Set of tasks |
**1)** In the earnings call transcript, on what date do the annual salary changes take effect?
**2)** List each named person who speaks in the earnings call transcript, with the title shown beside that name.
**3)** Reproduce everything in the earnings call transcript from "Our next question" down to "Hey, good morning.".

Reading passage |
* START *

Dan Rollins (Chairman and CEO)

You've got a couple of things going on in this quarter and 3Q. Number one being the impact of annual salary changes. We do that effective July 1, so that's an add to the Q3 run rate there. We also see the savings that are coming in. You know, I think the $35 million-$40 million that we're going to harvest out in the back half of this year, you'll see all of that in the Q1. That's a $10 million a year, $10 million a quarter drop off of, you know, the numbers that you see today, you're back into the investing. You've got the upside. The only significant up that I'm aware of today would be the salary changes in 3Q.

Is that Valerie?

Valerie Toalson (CFO)

Yes. No, that's exactly right. Then on a GAAP basis, some of the one-time costs.

Dan Rollins (Chairman and CEO)

Yeah.

Valerie Toalson (CFO)

We'll identify those quickly.

Dan Rollins (Chairman and CEO)

Yeah.

Valerie Toalson (CFO)

Yeah.

Michael Rose (Managing Director)

All right, perfect. I'll step back. Thanks for taking my questions.

Dan Rollins (Chairman and CEO)

Thanks, Martin.

Operator (participant)

Our next question comes from Manan Gosalia with Morgan Stanley. Please go ahead.

Manan Gosalia (Equity Analyst)

Hi, good morning.

Dan Rollins (Chairman and CEO)

Hey, good morning.

Manan Gosalia (Equity Analyst)

* END *

Extracted material |
* START *

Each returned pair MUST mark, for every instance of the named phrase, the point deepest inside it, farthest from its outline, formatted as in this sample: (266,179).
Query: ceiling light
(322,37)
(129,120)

* END *
* START *

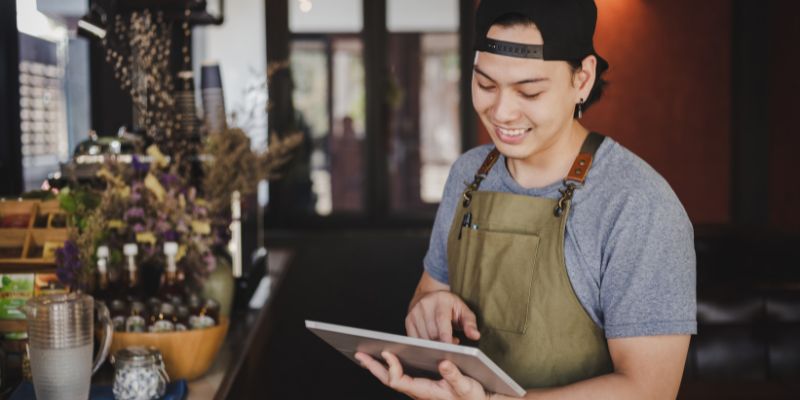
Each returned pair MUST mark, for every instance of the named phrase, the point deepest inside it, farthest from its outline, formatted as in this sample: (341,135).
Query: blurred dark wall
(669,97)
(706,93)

* END *

Worked solutions |
**1)** July 1

**2)**
Dan Rollins (Chairman and CEO)
Valerie Toalson (CFO)
Michael Rose (Managing Director)
Manan Gosalia (Equity Analyst)

**3)**
Our next question comes from Manan Gosalia with Morgan Stanley. Please go ahead.

Manan Gosalia (Equity Analyst)

Hi, good morning.

Dan Rollins (Chairman and CEO)

Hey, good morning.